▶ [SHORT EXERCISE A]: Please transcribe the lines of the listing below, starting at the line containing "Task: locate the horse's" and ending at the line containing "column 601, row 413", with both of those lines included.

== EXCERPT ==

Click below to listen to Episode 173 – Is Retirement Biblical
Is Retirement Biblical
Did you know that retirement is only mentioned ONCE in the Bible, and working is mentioned over 500 times!?
Join financial advisors, Bob Barber and Shawn Peters, as they discuss the Biblical view on retirement. Drawing from Numbers 8:23-26, the only passage in the Bible explicitly mentioning retirement, they note that the Bible’s context of retirement doesn’t perfectly align with typical Western ideas. The Bible actually heavily emphasizes the importance of work, viewing it as a blessing, not a curse.
Retirement for Christians should not mean disengaging from life to pursue leisure but should instead be a phase to serve others. It can be a time to focus on ‘marketplace ministry,’ using your skills and extra time to volunteer. While they’re not against leisure activities like golf, they caution that an obsession with such activities in retirement can lead to depression and a lack of fulfillment. Proper planning—both financial and spiritual—is essential for a meaningful, Biblically-aligned retirement.

===
== RECORDS PROVIDED ==

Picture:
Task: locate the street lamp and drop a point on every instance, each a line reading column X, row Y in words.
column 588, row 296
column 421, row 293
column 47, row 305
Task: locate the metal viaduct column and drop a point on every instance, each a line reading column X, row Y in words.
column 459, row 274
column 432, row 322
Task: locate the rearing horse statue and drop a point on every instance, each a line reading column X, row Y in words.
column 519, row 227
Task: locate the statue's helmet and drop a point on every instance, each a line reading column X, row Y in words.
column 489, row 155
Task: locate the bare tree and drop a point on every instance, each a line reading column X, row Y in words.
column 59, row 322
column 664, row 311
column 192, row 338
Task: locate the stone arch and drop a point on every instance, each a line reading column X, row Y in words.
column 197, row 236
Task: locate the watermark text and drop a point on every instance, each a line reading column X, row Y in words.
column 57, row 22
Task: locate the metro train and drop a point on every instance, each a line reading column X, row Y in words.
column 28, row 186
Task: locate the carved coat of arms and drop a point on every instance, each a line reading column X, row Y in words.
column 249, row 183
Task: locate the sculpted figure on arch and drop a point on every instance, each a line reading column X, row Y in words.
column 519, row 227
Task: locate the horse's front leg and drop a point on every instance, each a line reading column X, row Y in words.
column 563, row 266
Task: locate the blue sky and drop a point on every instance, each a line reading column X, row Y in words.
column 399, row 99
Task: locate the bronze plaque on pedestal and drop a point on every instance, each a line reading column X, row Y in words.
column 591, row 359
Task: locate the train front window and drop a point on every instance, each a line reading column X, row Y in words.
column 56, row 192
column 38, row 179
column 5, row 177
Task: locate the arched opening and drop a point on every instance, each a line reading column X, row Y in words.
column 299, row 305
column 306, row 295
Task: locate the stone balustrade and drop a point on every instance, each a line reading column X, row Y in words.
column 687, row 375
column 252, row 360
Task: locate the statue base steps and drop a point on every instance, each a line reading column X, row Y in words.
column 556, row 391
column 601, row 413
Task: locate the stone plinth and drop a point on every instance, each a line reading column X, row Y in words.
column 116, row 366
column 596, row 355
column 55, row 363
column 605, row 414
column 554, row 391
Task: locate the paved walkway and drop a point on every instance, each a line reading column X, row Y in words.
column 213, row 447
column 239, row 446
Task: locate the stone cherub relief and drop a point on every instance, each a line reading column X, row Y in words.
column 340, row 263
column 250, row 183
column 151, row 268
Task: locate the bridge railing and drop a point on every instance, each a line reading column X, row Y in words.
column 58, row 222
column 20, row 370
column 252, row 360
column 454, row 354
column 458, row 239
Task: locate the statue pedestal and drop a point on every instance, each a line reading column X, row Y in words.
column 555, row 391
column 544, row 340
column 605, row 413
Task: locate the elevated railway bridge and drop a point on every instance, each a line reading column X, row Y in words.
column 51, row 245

===

▶ [SHORT EXERCISE B]: Restate word for word the part of the retirement episode description above starting at "Click below to" and ending at "not a curse.".

▶ [CORRECT RESPONSE A]:
Task: locate the horse's front leg and drop a point on every instance, each a line reading column X, row Y in words.
column 563, row 266
Task: locate the blue sky and drop a point on every instance, each a line reading column X, row Y in words.
column 399, row 99
Task: locate the bronze plaque on pedestal and drop a point on every instance, each a line reading column X, row Y in words.
column 591, row 359
Task: locate the train front window and drop a point on every instance, each a line reading column X, row Y in words.
column 56, row 192
column 38, row 179
column 5, row 177
Task: locate the arched opening and drop a point on every instance, each a line reading column X, row Y in words.
column 299, row 305
column 306, row 295
Task: locate the stone balustrade and drop a point on every instance, each a line reading column X, row Y in words.
column 687, row 375
column 252, row 360
Task: locate the statue base steps and drop a point on every instance, each a line reading column X, row Y in words.
column 556, row 391
column 601, row 413

▶ [CORRECT RESPONSE B]:
Click below to listen to Episode 173 – Is Retirement Biblical
Is Retirement Biblical
Did you know that retirement is only mentioned ONCE in the Bible, and working is mentioned over 500 times!?
Join financial advisors, Bob Barber and Shawn Peters, as they discuss the Biblical view on retirement. Drawing from Numbers 8:23-26, the only passage in the Bible explicitly mentioning retirement, they note that the Bible’s context of retirement doesn’t perfectly align with typical Western ideas. The Bible actually heavily emphasizes the importance of work, viewing it as a blessing, not a curse.